> **Source extract**:
########

Initialize the receptor processor with data paths and configuration.

Validates that required files and directories exist, and loads the docking box specifications from pockets_info.json.

Parameters:

Name	Type	Description	Default
`data_path`	`str`	Path to the data directory. Must contain: `pdb_files/`: Directory with receptor PDB files `pockets_info.json`: JSON file mapping receptor names to docking box specifications with 'center' [x, y, z] and 'size' [sx, sy, sz]	required
`pre_process_receptors`	`bool`	If True, remove heteroatoms (ligands, waters, ions) from receptors before Meeko processing. Uses PDBFixer. Default: False.	`False`

Raises:

Type	Description
`AssertionError`	If `data_path` does not exist.
`AssertionError`	If `pdb_files/` subdirectory does not exist.
`AssertionError`	If `pockets_info.json` does not exist.

Source code in mol_gen_docking/data/meeko_process.py

def __init__(self, data_path: str, pre_process_receptors: bool = False) -> None:
    """Initialize the receptor processor with data paths and configuration.

    Validates that required files and directories exist, and loads the docking
    box specifications from `pockets_info.json`.

    Args:
        data_path (str): Path to the data directory. Must contain:

            - `pdb_files/`: Directory with receptor PDB files
            - `pockets_info.json`: JSON file mapping receptor names to docking
              box specifications with 'center' [x, y, z] and 'size' [sx, sy, sz]

        pre_process_receptors (bool): If True, remove heteroatoms (ligands,
            waters, ions) from receptors before Meeko processing. Uses PDBFixer.
            Default: False.

    Raises:
        AssertionError: If `data_path` does not exist.
        AssertionError: If `pdb_files/` subdirectory does not exist.
        AssertionError: If `pockets_info.json` does not exist.
    """
    self.data_path: str = data_path
    self.pre_process_receptors: bool = pre_process_receptors
    self.logger = logging.getLogger(
        __name__ + "/" + self.__class__.__name__,
    )
    self.receptor_path = os.path.join(self.data_path, "pdb_files")

    assert os.path.exists(data_path), f"Data path {data_path} does not exist."
    assert os.path.exists(self.receptor_path), (
        f"Receptor path {self.receptor_path} does not exist."
    )
    assert os.path.exists(os.path.join(data_path, "pockets_info.json")), (
        f"Pockets info file does not exist in {data_path}."
    )

    with open(os.path.join(data_path, "pockets_info.json")) as f:
        self.pockets: Dict[str, Dict[str, Any]] = json.load(f)
    self.cmd = "mk_prepare_receptor.py -i {INPUT} -o {OUTPUT} -p -g --box_size {BOX_SIZE} --box_center {BOX_CENTER}"

`meeko_process(receptor, allow_bad_res=False)`

Process a receptor with Meeko, handling unrecognized residue errors.

This method implements smart error handling for Meeko failures:

First attempts processing without --allow_bad_res
If unrecognized residues are found, checks if they're inside the docking box
If outside the box: retries with --allow_bad_res (returns 0)
If inside the box: retries with --allow_bad_res but flags as warning (returns 1)

########

> **Provided data**:
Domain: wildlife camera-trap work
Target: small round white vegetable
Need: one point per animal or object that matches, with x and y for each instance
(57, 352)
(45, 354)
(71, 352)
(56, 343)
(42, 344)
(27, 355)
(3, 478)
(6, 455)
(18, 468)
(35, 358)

########

> **To be done**:
**a)** Answer these questions using the receptor processor documentation:
(i) What is the default value of `pre_process_receptors`?
(ii) Which tool is used to remove heteroatoms from receptors?
(iii) What does `meeko_process` return when unrecognized residues lie inside the docking box?
**b)** Translate this sentence from the receptor processor documentation into French: "Validates that required files and directories exist, and loads the docking box specifications from pockets_info.json."
The entries have no connection to the receptor processor documentation.

> **Replies**:
**a)**
(i) False
(ii) PDBFixer
(iii) 1

**b)** Vérifie que les fichiers et répertoires requis existent, et charge les spécifications de la boîte d'amarrage depuis pockets_info.json.